Pointing and labeling entries:

=====

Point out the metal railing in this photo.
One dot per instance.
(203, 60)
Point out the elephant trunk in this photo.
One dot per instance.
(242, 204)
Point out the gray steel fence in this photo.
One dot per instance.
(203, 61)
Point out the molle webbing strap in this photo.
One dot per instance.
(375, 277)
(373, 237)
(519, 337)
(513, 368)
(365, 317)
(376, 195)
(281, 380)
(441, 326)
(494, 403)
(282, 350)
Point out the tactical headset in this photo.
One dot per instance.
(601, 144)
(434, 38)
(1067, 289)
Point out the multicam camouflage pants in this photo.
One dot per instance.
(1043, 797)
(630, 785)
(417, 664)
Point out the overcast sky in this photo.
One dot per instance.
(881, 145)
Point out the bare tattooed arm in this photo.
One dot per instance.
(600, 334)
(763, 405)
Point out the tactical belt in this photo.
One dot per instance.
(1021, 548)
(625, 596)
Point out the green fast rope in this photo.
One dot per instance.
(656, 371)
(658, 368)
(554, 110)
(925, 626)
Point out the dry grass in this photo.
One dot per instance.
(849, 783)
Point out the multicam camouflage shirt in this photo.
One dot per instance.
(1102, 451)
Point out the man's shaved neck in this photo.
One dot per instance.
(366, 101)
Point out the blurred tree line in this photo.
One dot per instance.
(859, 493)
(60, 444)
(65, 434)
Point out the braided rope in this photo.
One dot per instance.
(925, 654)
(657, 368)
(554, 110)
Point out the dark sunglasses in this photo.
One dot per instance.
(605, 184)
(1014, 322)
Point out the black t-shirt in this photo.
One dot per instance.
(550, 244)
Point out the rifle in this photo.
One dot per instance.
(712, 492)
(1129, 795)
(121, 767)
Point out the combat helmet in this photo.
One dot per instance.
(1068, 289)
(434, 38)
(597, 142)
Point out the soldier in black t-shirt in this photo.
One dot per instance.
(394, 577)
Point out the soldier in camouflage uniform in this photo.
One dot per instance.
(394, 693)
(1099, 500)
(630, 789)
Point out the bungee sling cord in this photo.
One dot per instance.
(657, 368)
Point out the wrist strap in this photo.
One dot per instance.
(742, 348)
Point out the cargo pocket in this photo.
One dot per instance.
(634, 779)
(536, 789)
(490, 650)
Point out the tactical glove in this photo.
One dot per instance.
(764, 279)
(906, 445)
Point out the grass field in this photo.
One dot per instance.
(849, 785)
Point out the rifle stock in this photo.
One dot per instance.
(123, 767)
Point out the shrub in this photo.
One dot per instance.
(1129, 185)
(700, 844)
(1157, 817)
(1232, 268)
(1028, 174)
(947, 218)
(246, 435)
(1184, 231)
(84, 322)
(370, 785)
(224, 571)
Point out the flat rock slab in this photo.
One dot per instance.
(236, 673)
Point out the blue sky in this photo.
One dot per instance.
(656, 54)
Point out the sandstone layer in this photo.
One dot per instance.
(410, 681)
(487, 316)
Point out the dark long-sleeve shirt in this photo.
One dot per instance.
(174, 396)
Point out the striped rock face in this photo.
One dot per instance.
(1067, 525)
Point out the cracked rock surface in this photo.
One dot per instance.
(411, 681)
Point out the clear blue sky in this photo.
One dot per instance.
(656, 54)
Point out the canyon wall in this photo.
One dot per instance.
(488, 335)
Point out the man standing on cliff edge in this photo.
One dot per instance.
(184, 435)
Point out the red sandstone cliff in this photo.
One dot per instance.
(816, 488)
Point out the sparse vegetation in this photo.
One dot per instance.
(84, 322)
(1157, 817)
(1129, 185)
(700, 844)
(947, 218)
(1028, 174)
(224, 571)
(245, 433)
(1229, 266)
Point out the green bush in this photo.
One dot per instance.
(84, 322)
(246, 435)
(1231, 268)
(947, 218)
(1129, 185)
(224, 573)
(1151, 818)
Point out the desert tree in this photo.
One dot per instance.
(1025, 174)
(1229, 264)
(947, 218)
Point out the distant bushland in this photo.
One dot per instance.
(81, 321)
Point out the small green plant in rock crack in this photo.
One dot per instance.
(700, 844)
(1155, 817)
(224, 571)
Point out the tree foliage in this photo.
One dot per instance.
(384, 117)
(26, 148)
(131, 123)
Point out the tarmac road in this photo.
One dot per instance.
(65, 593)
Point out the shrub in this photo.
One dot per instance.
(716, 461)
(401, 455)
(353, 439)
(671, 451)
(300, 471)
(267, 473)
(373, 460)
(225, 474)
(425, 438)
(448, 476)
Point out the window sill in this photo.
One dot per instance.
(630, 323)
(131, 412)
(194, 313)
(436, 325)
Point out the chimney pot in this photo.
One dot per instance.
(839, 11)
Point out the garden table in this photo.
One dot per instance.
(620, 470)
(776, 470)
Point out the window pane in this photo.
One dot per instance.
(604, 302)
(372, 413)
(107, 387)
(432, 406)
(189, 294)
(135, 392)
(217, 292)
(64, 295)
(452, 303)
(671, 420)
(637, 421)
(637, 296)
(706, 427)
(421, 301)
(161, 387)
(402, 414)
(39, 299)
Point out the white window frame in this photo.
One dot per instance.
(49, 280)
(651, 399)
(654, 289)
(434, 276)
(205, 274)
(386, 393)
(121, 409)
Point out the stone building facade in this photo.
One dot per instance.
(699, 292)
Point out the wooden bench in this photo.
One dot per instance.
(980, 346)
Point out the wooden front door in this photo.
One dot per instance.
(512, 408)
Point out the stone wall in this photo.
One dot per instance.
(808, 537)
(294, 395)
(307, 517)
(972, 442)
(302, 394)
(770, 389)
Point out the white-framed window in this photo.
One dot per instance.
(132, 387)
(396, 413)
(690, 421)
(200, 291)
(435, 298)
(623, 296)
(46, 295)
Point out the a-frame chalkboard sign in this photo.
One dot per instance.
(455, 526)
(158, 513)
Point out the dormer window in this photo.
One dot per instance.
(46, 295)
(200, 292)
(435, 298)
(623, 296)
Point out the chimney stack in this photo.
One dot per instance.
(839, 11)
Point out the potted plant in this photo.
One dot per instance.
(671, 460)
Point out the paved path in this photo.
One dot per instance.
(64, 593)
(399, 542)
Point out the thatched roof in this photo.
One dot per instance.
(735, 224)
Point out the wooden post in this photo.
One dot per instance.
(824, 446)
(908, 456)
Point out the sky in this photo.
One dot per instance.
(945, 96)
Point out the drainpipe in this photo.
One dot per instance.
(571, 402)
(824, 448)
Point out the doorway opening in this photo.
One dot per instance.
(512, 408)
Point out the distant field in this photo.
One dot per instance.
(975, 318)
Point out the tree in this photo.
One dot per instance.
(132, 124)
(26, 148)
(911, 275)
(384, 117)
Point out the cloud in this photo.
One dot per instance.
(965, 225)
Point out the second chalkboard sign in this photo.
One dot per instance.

=====

▸ **Your objective**
Write the lines out exactly, from the one with "Point out the chimney pot in this photo." down to the last line of the listing, and leave out all others.

▸ **Response**
Point out the chimney pot in this photo.
One dot per instance.
(839, 11)
Point out the garden table in this photo.
One dot per instance.
(620, 470)
(776, 470)
Point out the window pane in this photo.
One dot per instance.
(604, 302)
(372, 413)
(107, 387)
(432, 406)
(189, 294)
(135, 392)
(217, 292)
(64, 295)
(452, 303)
(671, 420)
(637, 421)
(637, 296)
(706, 427)
(421, 301)
(161, 387)
(402, 414)
(39, 299)
Point out the white window frame in this photo.
One dot per instance.
(49, 280)
(651, 399)
(654, 289)
(434, 276)
(205, 274)
(386, 393)
(121, 409)
Point out the stone building facade in this photo.
One dot per instance.
(699, 292)
Point out the wooden bench in this photo.
One dot per instance.
(980, 346)
Point out the wooden front door in this photo.
One dot per instance.
(512, 408)
Point out the stone wall in this photo.
One dot per instance.
(808, 537)
(294, 395)
(307, 517)
(972, 442)
(302, 394)
(770, 389)
Point out the white-framed window in this photo.
One dot per instance.
(132, 387)
(396, 413)
(690, 421)
(200, 291)
(435, 298)
(623, 296)
(46, 295)
Point out the a-frame chalkboard sign in this photo.
One dot per instance.
(455, 526)
(158, 513)
Point out the dormer window in this photo.
One dot per instance.
(46, 295)
(200, 292)
(435, 298)
(623, 296)
Point out the chimney stack in this photo.
One dot per instance.
(839, 11)
Point out the potted plant in this photo.
One dot per instance.
(671, 460)
Point out the paved path in this photo.
One dot per instance.
(64, 593)
(399, 542)
Point out the thatched roof in this photo.
One dot per instance.
(735, 224)
Point out the wooden post in this photo.
One dot per instance.
(824, 446)
(908, 456)
Point out the sky in this photo.
One dot per instance.
(945, 96)
Point out the drainpipe in this photo.
One dot per instance.
(571, 402)
(824, 448)
Point out the doorway opening in this photo.
One dot per instance.
(512, 408)
Point out the distant field in this photo.
One dot per instance.
(975, 318)
Point out the tree in this photo.
One dot per instance.
(132, 124)
(26, 148)
(911, 275)
(384, 117)
Point out the cloud in this photo.
One dot per instance.
(965, 225)
Point out the second chalkboard sign in this photo.
One dot per instance.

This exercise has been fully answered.